EXERCISE DIRECTIONS =>
Give every line of the data again, unchanged, but with no pictures.

RECORDS FOR PROCESSING =>
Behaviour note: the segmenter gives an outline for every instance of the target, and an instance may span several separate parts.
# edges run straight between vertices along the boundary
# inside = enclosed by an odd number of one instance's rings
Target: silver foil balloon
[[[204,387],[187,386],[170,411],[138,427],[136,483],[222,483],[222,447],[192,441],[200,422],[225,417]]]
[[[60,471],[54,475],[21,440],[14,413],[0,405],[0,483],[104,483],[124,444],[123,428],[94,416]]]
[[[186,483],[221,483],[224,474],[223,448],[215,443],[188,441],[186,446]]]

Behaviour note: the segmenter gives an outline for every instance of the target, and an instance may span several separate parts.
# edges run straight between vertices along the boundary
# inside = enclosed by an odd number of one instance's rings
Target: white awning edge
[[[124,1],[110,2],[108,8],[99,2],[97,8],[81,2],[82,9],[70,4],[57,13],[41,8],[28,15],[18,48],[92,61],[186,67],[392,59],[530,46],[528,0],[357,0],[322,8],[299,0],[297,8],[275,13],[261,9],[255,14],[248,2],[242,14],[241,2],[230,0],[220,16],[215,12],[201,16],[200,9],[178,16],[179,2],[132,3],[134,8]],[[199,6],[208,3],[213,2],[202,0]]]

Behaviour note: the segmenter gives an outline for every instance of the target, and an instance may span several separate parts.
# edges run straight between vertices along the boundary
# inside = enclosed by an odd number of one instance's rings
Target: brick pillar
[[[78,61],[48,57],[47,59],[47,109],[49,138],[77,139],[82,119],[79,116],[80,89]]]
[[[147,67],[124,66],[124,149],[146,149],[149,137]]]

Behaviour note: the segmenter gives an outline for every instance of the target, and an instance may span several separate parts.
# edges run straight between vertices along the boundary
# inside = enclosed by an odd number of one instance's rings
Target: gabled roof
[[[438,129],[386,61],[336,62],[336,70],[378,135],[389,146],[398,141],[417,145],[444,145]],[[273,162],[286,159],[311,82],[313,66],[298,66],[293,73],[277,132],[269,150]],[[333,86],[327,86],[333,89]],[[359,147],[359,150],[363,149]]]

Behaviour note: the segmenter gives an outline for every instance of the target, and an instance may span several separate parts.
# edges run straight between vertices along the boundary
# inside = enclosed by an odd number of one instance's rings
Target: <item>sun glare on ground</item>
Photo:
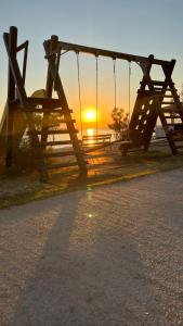
[[[94,108],[88,108],[83,111],[84,122],[95,122],[96,121],[96,110]]]

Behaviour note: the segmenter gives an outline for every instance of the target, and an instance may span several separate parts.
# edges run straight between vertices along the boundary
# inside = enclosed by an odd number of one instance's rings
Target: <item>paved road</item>
[[[183,325],[183,170],[0,211],[0,325]]]

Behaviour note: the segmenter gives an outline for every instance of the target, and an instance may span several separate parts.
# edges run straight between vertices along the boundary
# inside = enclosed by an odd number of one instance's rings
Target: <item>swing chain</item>
[[[78,72],[78,91],[79,91],[79,115],[80,115],[80,127],[81,127],[81,139],[83,136],[82,130],[82,101],[81,101],[81,83],[80,83],[80,62],[79,62],[79,51],[76,51],[77,60],[77,72]]]
[[[116,58],[113,58],[114,88],[115,88],[115,109],[116,109]]]

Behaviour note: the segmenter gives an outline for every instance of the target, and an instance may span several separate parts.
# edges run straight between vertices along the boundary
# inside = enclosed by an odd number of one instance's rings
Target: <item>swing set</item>
[[[8,100],[1,122],[0,139],[5,139],[5,146],[1,147],[4,151],[5,165],[13,164],[14,149],[19,147],[25,135],[28,135],[30,145],[35,149],[39,159],[39,172],[41,180],[48,179],[48,171],[67,166],[79,167],[80,175],[87,175],[87,162],[84,153],[99,149],[96,145],[93,149],[84,150],[81,141],[78,139],[78,130],[75,128],[75,120],[71,117],[73,110],[69,109],[67,98],[64,91],[60,76],[61,57],[67,52],[75,52],[77,58],[78,72],[78,93],[80,110],[81,136],[82,128],[82,99],[80,85],[80,53],[92,54],[95,57],[95,78],[96,78],[96,136],[99,134],[99,57],[110,58],[114,60],[114,89],[116,106],[116,60],[127,61],[129,63],[129,140],[121,141],[119,150],[127,154],[130,149],[147,150],[152,135],[154,133],[157,118],[159,117],[172,154],[179,153],[183,148],[183,106],[178,96],[178,91],[172,82],[171,75],[174,68],[175,60],[165,61],[149,57],[140,57],[134,54],[121,53],[116,51],[91,48],[80,45],[63,42],[53,35],[51,39],[43,42],[45,59],[48,60],[47,86],[42,98],[28,97],[25,90],[26,66],[28,41],[17,46],[17,28],[10,27],[9,33],[3,35],[5,49],[9,58],[9,78],[8,78]],[[24,51],[23,67],[17,62],[17,53]],[[136,63],[143,73],[143,78],[138,89],[138,95],[132,113],[130,112],[130,84],[131,84],[131,63]],[[164,73],[162,80],[154,80],[151,77],[152,67],[159,66]],[[53,98],[53,91],[57,93],[57,99]],[[42,114],[42,127],[38,128],[35,121],[35,114]],[[60,126],[54,128],[48,124],[48,118],[52,114],[57,114]],[[64,126],[64,127],[63,127]],[[61,139],[50,140],[50,135],[60,136]],[[63,135],[68,135],[69,140],[63,139]],[[0,146],[2,141],[0,142]],[[61,147],[69,145],[71,149],[62,151]],[[58,147],[57,151],[48,152],[48,147]],[[66,156],[75,159],[65,162]],[[48,163],[48,159],[60,158],[60,163]]]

REPLY TO THE TASK =>
Behaviour note: the segmenter gives an outline for every instance of the target, and an instance may span several separate parts.
# edges run straight between vertices along the boundary
# inside = enclosed by an odd number of one instance's rings
Target: silver foil balloon
[[[204,387],[187,386],[170,411],[138,427],[136,483],[222,483],[222,447],[192,441],[200,422],[225,417]]]
[[[60,471],[54,475],[21,440],[14,413],[0,405],[0,483],[104,483],[124,444],[123,428],[94,416]]]
[[[186,483],[221,483],[224,474],[223,448],[215,443],[188,441],[186,446]]]

Behaviour note: the segmenter gives an outline for every instance of the target, and an instance may span several separate parts.
# edges run straight between vertices along the boundary
# inside = enclosed by an odd number of one instance's rings
Target: white awning edge
[[[124,1],[110,2],[108,8],[99,2],[97,8],[81,2],[82,9],[70,4],[57,13],[41,8],[28,15],[18,48],[92,61],[186,67],[392,59],[530,46],[528,0],[357,0],[322,8],[299,0],[297,8],[275,13],[261,9],[255,14],[248,2],[242,14],[241,2],[230,0],[220,16],[215,12],[201,16],[200,9],[178,16],[179,2],[132,3],[134,8]],[[199,6],[208,3],[213,2],[202,0]]]

Behaviour note: the segmenter gives an outline for every instance of the target, and an instance may span several separate parts.
# edges run straight between vertices along the boundary
# inside = enclosed by an odd number of one instance's rings
Target: brick pillar
[[[78,61],[48,57],[47,59],[47,109],[49,138],[77,139],[82,119],[79,116],[80,89]]]
[[[147,67],[124,66],[124,149],[146,149],[149,137]]]

Behaviour note: the segmenter gives an outline for every instance of the target, and an instance may span several separate parts.
# edges run straight between vertices along the boundary
# inside = enclosed by an odd number of one instance's rings
Target: gabled roof
[[[438,129],[386,61],[336,62],[336,70],[378,135],[389,146],[398,141],[417,145],[444,145]],[[273,162],[286,159],[311,82],[313,66],[298,66],[293,73],[277,132],[269,150]],[[333,86],[327,86],[333,89]],[[359,147],[359,150],[363,149]]]

Behaviour note: the segmenter gives an outline for every instance of the target, and an instance may span several separate parts.
# edges run straight between vertices along the boundary
# inside = enclosed by an odd number of one instance's rings
Target: <item>sun glare on ground</item>
Photo:
[[[94,108],[88,108],[83,111],[84,122],[95,122],[96,121],[96,110]]]

Behaviour note: the segmenter gives an outline for every instance of the target, and an instance may span several separate parts.
# edges run straight between vertices along the boundary
# inside = enclosed by an odd number of one instance's rings
Target: <item>paved road</item>
[[[183,325],[183,170],[0,211],[0,325]]]

Behaviour note: the segmenter gives an outline for every instance of the target, and an instance may span several separate parts.
# edges run straight between vertices along the boundary
# inside = enclosed by an odd number of one instance's rings
Target: <item>swing chain</item>
[[[78,72],[78,91],[79,91],[79,115],[80,115],[80,127],[81,127],[81,139],[83,136],[82,130],[82,101],[81,101],[81,83],[80,83],[80,62],[79,62],[79,51],[76,51],[77,60],[77,72]]]
[[[116,58],[113,58],[114,88],[115,88],[115,109],[116,109]]]

Behaviour note: the segmenter gives an outline for every instance of the target, and an instance may span several separate parts.
# edges run straight between vertices along the boundary
# inside = enclosed by an odd number of one instance's rings
Target: <item>swing set</item>
[[[8,100],[1,122],[0,139],[5,139],[5,146],[1,147],[4,151],[5,165],[13,164],[14,149],[19,147],[25,135],[28,135],[30,145],[35,149],[39,159],[39,172],[41,180],[48,179],[48,171],[67,166],[79,167],[80,175],[87,175],[87,162],[84,153],[99,149],[96,145],[93,149],[84,150],[81,141],[78,139],[78,130],[75,128],[75,120],[71,117],[73,110],[69,109],[67,98],[64,91],[60,76],[61,57],[67,52],[75,52],[77,58],[78,72],[78,93],[80,110],[81,136],[82,128],[82,99],[80,85],[80,53],[92,54],[95,57],[95,78],[96,78],[96,136],[99,134],[99,57],[110,58],[114,60],[114,89],[116,106],[116,60],[127,61],[129,63],[129,140],[121,141],[119,150],[127,154],[130,149],[147,150],[152,135],[154,133],[157,118],[159,117],[172,154],[179,153],[183,148],[183,106],[178,96],[178,91],[172,82],[171,75],[174,68],[175,60],[165,61],[149,57],[140,57],[134,54],[121,53],[116,51],[91,48],[80,45],[63,42],[53,35],[51,39],[43,42],[45,59],[48,60],[47,86],[42,98],[28,97],[25,90],[26,66],[28,41],[17,46],[17,28],[10,27],[9,33],[3,35],[5,49],[9,58],[9,78],[8,78]],[[24,51],[23,67],[17,62],[17,53]],[[136,63],[143,73],[143,78],[138,89],[138,95],[132,113],[130,112],[130,84],[131,84],[131,63]],[[164,73],[162,80],[154,80],[151,77],[152,67],[159,66]],[[53,98],[53,91],[57,93],[57,99]],[[42,114],[42,127],[38,128],[35,121],[35,114]],[[60,126],[54,128],[48,124],[48,118],[52,114],[57,114]],[[64,126],[64,127],[63,127]],[[61,139],[50,140],[50,135],[60,136]],[[63,135],[68,135],[69,140],[63,139]],[[0,146],[2,141],[0,142]],[[61,147],[69,145],[71,149],[62,151]],[[58,147],[57,151],[48,152],[48,147]],[[66,156],[75,159],[65,162]],[[48,163],[48,159],[60,158],[60,163]]]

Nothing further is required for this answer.